▸ ACTIVITY
Reproduce the entire passage on institutional support for spiritual care education word for word.

▸ EXTRACTED TEXT

* * * * *

A final essential feature of spiritual care education is that it must be institutionally supported. If spiritual care is vital to palliative care and increasingly seen as part of the role of each member of the interprofessional team, then both educational institutions and employers have a responsibility to foster spiritual care competencies. HCPs must be provided with time and space to undertake this training and integrate it with their professional practice. Staff need concrete institutional support to develop a “habit of practising personal spiritual reflection as a professional requirement” (
Best et al. 2020, p. 4). This institutional support must be of a different kind than the optional time-out or self-care activities sometimes provided, where the remedy is typically individualised and left up to HCPs themselves to apply lessons about how to take better care of themselves, largely outside of work. By contrast, spiritual care education is intrinsically connected to the professional role and undertaken in the workplace and team settings. Institutions must also be open to two-way dialogue about emerging insights developed through spiritual care education. Facilitating awareness about what matters most to HCPs should extend to reflection on the broader organisational context, values, and pressures. As Paal and colleagues contend: “Implementation of spiritual care helps challenge the hidden values of healthcare institutions… spiritual care training involving the whole team may be helpful to reset the institutional agenda” (
Paal et al. 2015, p. 28).

* * * * *

▸ RECORDS SUPPLIED

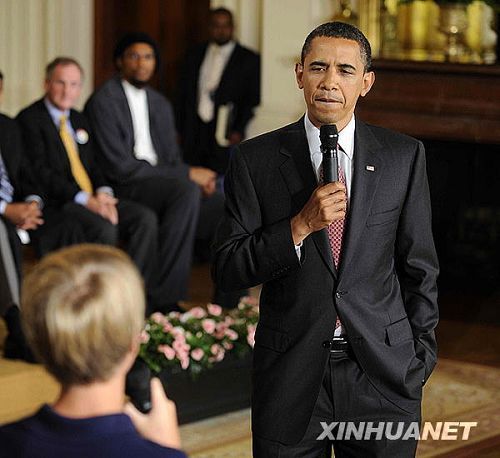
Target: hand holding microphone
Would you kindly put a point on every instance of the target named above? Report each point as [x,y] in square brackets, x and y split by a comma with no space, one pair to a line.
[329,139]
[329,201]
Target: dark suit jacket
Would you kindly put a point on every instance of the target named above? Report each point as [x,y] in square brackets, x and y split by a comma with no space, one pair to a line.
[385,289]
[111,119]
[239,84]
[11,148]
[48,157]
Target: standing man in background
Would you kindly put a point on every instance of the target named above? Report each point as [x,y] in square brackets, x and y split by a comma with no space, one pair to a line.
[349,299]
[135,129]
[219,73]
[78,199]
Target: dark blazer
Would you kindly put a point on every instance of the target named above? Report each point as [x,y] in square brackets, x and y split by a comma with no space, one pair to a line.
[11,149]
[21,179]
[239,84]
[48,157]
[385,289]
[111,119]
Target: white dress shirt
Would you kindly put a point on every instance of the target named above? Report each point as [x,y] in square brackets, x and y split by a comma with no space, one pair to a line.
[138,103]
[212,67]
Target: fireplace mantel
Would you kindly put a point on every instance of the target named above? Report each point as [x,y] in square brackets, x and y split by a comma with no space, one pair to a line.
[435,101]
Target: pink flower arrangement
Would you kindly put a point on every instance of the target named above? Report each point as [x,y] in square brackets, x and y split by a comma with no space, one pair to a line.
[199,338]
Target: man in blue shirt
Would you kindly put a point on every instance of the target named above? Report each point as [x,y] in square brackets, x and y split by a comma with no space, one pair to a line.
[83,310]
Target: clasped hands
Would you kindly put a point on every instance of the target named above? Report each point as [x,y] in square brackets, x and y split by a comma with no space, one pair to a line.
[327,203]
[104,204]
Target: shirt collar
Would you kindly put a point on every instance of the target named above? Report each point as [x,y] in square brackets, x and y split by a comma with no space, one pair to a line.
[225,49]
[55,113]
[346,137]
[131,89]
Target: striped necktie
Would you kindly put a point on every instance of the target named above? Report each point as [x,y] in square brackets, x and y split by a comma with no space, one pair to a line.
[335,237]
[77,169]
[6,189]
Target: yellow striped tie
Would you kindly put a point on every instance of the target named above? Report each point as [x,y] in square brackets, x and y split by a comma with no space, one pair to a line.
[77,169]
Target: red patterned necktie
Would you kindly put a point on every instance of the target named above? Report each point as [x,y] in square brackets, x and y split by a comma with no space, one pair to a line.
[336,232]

* * * * *

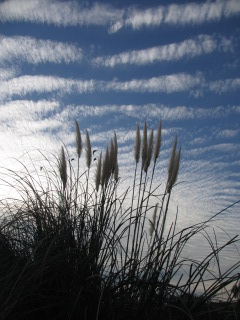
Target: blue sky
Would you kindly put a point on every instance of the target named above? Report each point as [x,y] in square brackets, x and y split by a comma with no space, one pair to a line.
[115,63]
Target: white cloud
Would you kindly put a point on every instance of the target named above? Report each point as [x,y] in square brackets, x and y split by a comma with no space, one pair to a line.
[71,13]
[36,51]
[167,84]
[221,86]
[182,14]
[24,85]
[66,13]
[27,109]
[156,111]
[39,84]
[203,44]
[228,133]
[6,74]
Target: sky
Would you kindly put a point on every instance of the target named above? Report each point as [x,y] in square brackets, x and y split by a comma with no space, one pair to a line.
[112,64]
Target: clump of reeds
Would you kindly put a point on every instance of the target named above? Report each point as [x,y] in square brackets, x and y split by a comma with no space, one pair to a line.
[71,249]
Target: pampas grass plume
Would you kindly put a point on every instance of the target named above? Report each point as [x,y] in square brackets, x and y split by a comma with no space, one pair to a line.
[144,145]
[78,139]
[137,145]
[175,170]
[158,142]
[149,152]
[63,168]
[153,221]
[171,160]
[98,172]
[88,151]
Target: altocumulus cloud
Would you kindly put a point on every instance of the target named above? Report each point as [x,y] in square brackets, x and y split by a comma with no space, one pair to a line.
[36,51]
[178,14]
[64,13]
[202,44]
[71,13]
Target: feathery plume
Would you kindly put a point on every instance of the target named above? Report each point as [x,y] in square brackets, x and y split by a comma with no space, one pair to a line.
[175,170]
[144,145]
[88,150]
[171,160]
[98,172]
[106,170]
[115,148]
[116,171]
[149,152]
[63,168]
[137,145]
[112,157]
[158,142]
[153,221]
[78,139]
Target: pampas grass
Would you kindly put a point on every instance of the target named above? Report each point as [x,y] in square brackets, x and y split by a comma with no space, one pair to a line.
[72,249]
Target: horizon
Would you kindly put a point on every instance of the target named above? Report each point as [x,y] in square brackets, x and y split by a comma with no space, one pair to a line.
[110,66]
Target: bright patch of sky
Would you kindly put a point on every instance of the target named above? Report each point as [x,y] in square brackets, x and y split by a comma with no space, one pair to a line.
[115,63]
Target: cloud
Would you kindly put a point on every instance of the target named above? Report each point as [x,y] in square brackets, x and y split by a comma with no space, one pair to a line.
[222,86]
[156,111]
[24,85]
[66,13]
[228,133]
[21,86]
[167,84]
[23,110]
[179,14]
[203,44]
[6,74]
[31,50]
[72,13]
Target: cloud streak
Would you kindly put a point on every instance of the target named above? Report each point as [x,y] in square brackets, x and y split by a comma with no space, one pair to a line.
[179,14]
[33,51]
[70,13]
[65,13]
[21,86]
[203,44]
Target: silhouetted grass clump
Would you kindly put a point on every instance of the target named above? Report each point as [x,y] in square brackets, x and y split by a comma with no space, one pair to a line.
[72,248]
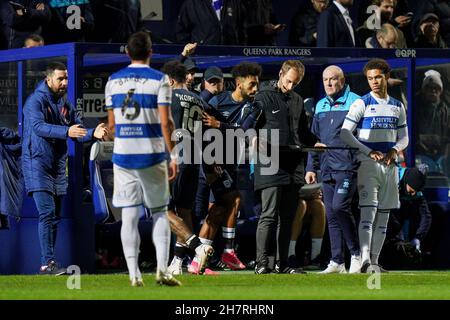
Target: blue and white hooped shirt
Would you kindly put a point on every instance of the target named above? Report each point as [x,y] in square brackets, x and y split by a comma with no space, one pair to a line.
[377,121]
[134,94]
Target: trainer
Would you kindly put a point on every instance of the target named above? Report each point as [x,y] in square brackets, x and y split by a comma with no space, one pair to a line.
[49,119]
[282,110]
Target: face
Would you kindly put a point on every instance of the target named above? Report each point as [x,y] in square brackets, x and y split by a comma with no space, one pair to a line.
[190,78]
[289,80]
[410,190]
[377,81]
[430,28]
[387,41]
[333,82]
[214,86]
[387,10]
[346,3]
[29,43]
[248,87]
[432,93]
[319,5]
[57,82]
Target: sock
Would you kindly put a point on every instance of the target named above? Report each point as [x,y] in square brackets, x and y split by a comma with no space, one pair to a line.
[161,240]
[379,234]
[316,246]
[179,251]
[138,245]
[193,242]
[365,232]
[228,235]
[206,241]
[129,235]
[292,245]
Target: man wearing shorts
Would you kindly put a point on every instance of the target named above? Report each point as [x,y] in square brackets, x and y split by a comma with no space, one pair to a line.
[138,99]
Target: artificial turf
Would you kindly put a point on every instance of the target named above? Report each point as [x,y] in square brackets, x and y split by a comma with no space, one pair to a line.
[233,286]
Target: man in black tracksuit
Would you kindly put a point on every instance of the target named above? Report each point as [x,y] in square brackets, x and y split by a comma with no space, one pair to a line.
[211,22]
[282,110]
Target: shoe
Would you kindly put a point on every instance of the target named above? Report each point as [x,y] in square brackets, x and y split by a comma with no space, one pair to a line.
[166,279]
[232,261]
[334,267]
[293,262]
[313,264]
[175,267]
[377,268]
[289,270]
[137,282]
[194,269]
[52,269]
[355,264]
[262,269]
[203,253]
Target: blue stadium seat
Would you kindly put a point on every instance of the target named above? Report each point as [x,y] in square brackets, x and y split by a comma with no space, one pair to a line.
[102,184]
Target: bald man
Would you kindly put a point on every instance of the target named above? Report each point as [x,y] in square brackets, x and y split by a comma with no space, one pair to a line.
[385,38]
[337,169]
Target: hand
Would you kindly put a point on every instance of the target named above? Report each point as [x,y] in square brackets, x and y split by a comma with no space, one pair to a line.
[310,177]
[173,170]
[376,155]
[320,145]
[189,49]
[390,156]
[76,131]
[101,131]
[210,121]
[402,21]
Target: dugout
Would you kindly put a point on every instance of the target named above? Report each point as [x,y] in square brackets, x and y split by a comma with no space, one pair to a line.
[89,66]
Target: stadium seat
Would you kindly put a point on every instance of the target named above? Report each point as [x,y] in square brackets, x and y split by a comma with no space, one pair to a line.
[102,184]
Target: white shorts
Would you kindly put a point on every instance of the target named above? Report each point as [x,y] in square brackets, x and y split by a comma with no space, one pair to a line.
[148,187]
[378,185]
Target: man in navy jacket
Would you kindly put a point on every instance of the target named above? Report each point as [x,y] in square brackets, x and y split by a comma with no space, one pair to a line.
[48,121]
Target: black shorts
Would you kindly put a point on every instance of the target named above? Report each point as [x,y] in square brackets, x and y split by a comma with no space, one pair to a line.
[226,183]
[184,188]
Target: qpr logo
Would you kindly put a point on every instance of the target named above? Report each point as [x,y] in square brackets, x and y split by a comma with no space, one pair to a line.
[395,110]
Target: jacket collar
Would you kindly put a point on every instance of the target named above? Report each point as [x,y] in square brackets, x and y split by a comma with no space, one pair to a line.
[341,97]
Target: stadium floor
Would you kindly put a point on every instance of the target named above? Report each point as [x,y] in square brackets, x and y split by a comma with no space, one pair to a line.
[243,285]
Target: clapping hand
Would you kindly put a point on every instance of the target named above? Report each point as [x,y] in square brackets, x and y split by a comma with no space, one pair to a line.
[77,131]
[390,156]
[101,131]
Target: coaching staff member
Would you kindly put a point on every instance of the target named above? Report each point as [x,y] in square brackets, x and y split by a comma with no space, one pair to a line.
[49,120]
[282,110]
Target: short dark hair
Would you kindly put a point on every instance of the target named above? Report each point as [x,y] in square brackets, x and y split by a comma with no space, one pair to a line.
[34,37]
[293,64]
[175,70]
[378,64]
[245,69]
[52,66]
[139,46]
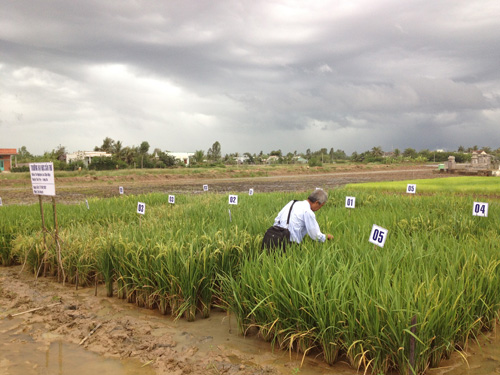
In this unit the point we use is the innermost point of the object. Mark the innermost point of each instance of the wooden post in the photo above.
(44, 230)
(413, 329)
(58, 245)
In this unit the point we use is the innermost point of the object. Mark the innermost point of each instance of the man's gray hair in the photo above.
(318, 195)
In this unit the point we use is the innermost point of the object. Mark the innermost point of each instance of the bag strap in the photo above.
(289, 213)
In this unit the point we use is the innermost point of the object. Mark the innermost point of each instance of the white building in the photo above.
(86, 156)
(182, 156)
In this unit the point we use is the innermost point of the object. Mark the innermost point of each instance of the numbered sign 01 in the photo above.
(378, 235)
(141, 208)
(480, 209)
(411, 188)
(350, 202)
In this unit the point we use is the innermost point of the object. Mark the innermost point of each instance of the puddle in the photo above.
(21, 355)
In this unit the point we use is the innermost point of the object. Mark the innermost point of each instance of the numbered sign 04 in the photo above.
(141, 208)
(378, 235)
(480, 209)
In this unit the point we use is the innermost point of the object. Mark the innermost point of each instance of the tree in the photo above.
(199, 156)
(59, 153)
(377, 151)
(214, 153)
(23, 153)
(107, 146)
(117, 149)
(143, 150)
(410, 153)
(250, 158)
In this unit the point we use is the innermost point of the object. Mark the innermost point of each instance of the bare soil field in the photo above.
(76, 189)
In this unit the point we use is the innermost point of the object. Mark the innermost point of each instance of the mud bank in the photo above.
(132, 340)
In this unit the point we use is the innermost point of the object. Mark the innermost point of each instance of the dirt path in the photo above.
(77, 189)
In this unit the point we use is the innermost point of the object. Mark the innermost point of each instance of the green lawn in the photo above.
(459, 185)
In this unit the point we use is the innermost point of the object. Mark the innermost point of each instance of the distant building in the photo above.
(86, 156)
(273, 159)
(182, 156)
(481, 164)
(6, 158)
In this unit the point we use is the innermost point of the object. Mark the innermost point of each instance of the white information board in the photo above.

* * * * *

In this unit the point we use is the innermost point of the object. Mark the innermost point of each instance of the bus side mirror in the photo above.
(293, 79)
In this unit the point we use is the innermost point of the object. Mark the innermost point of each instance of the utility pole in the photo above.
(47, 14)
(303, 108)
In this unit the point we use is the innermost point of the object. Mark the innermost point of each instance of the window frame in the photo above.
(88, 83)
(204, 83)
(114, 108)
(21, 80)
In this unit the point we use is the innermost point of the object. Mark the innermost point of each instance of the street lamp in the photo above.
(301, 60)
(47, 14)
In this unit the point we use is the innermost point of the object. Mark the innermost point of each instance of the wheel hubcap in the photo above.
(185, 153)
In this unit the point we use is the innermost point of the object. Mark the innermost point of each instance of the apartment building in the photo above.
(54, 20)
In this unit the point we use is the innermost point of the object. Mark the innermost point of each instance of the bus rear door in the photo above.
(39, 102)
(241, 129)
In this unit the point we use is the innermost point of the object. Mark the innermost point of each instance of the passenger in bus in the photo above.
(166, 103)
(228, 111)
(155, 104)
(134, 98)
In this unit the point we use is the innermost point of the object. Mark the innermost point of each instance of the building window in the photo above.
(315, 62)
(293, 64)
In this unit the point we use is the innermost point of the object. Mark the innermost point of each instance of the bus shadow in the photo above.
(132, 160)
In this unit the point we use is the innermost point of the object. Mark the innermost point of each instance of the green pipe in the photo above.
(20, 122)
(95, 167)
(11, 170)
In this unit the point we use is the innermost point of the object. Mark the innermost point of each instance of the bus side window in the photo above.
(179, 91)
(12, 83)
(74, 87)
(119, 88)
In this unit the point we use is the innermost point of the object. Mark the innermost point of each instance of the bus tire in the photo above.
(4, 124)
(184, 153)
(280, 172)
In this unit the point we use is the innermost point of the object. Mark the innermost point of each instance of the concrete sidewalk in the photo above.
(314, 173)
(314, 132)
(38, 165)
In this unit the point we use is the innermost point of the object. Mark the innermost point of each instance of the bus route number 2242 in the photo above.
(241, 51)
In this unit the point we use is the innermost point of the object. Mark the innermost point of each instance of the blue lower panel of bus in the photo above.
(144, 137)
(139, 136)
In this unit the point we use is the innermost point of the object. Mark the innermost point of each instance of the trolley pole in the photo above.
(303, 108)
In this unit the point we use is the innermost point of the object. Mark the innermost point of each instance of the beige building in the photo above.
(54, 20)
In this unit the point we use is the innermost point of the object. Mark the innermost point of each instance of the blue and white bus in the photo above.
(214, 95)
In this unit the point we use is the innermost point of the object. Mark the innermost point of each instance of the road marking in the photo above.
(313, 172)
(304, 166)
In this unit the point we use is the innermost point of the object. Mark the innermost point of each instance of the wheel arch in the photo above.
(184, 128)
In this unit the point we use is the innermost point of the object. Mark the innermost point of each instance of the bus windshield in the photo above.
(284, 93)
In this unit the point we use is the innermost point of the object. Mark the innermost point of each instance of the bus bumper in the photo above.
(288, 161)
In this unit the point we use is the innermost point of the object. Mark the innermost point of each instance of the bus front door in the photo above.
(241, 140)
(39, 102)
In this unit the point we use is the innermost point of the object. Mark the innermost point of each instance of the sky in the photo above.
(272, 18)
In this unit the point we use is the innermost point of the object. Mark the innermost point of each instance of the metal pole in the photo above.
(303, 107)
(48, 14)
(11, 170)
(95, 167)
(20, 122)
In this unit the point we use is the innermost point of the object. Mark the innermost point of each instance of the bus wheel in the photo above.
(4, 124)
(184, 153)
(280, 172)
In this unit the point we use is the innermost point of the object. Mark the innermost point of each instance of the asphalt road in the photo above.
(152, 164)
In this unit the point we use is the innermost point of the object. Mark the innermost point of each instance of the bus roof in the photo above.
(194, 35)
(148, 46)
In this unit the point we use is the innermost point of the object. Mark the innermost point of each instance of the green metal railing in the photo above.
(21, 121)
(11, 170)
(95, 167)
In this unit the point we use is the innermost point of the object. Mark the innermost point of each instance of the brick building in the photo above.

* * * * *

▸ ANSWER BOX
A final essential feature of spiritual care education is that it must be institutionally supported. If spiritual care is vital to palliative care and increasingly seen as part of the role of each member of the interprofessional team, then both educational institutions and employers have a responsibility to foster spiritual care competencies. HCPs must be provided with time and space to undertake this training and integrate it with their professional practice. Staff need concrete institutional support to develop a “habit of practising personal spiritual reflection as a professional requirement” (
Best et al. 2020, p. 4). This institutional support must be of a different kind than the optional time-out or self-care activities sometimes provided, where the remedy is typically individualised and left up to HCPs themselves to apply lessons about how to take better care of themselves, largely outside of work. By contrast, spiritual care education is intrinsically connected to the professional role and undertaken in the workplace and team settings. Institutions must also be open to two-way dialogue about emerging insights developed through spiritual care education. Facilitating awareness about what matters most to HCPs should extend to reflection on the broader organisational context, values, and pressures. As Paal and colleagues contend: “Implementation of spiritual care helps challenge the hidden values of healthcare institutions… spiritual care training involving the whole team may be helpful to reset the institutional agenda” (
Paal et al. 2015, p. 28).